- _DATA TO PROCESS_
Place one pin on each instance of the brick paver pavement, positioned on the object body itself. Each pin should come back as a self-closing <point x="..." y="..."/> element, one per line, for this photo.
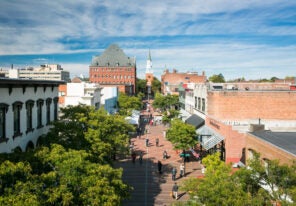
<point x="150" y="187"/>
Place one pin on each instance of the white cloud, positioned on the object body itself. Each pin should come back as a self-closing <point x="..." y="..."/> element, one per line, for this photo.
<point x="214" y="32"/>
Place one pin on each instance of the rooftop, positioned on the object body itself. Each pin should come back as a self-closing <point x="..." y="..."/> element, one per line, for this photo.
<point x="284" y="140"/>
<point x="113" y="56"/>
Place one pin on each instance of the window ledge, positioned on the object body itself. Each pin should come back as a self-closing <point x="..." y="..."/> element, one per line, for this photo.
<point x="29" y="130"/>
<point x="40" y="126"/>
<point x="17" y="135"/>
<point x="4" y="140"/>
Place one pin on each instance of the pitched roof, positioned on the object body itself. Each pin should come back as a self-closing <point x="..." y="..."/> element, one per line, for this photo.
<point x="284" y="140"/>
<point x="113" y="56"/>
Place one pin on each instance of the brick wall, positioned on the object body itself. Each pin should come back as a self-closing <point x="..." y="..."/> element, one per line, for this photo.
<point x="115" y="76"/>
<point x="241" y="105"/>
<point x="174" y="79"/>
<point x="267" y="151"/>
<point x="234" y="141"/>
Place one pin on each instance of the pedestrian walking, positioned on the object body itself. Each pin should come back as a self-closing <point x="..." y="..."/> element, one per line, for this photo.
<point x="182" y="170"/>
<point x="141" y="157"/>
<point x="175" y="191"/>
<point x="174" y="173"/>
<point x="159" y="165"/>
<point x="165" y="154"/>
<point x="134" y="157"/>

- _WHAT TO DO_
Exactly and only the lines from the one containing "Place one pin on each instance of the white" through the end of the material are to be reproduced, both ends included.

- _RESULT FOR THIS TASK_
Place one pin on each instance of the white cloud, positioned on the object body itself. Each pin should come back as a self-closing <point x="..." y="..."/> element, one per line, for this photo.
<point x="214" y="32"/>
Place one pin on each instance of the rooftop, positioned on the object body itself. Each pin should come back as a self-closing <point x="..." y="..."/> element, one per line, for this photo.
<point x="284" y="140"/>
<point x="113" y="56"/>
Place one pin on each instance of the window ledge, positioned on the object body itself. Each pin should come back as a self-closing <point x="..." y="..."/> element, one per line, for this photo.
<point x="29" y="130"/>
<point x="40" y="126"/>
<point x="17" y="135"/>
<point x="4" y="140"/>
Place one pin on each instance of the pitched roof, positioned on the object body itself. Each pin should come back as a self-closing <point x="..." y="..."/> element, one per line, for this photo.
<point x="284" y="140"/>
<point x="113" y="56"/>
Place one pin on each instance of the brick wall, positioned on the object body itself. Each pin should come back as a self-closing <point x="..." y="..."/> element, one per line, for this photo.
<point x="115" y="76"/>
<point x="241" y="105"/>
<point x="174" y="79"/>
<point x="267" y="151"/>
<point x="234" y="141"/>
Place one pin on each instance of the pedestrian walking, positioned on the object body itself. Each pin should come back as a self-closing <point x="..." y="..."/> element, one per line, for this photo.
<point x="182" y="170"/>
<point x="141" y="157"/>
<point x="175" y="191"/>
<point x="174" y="173"/>
<point x="159" y="165"/>
<point x="165" y="154"/>
<point x="134" y="157"/>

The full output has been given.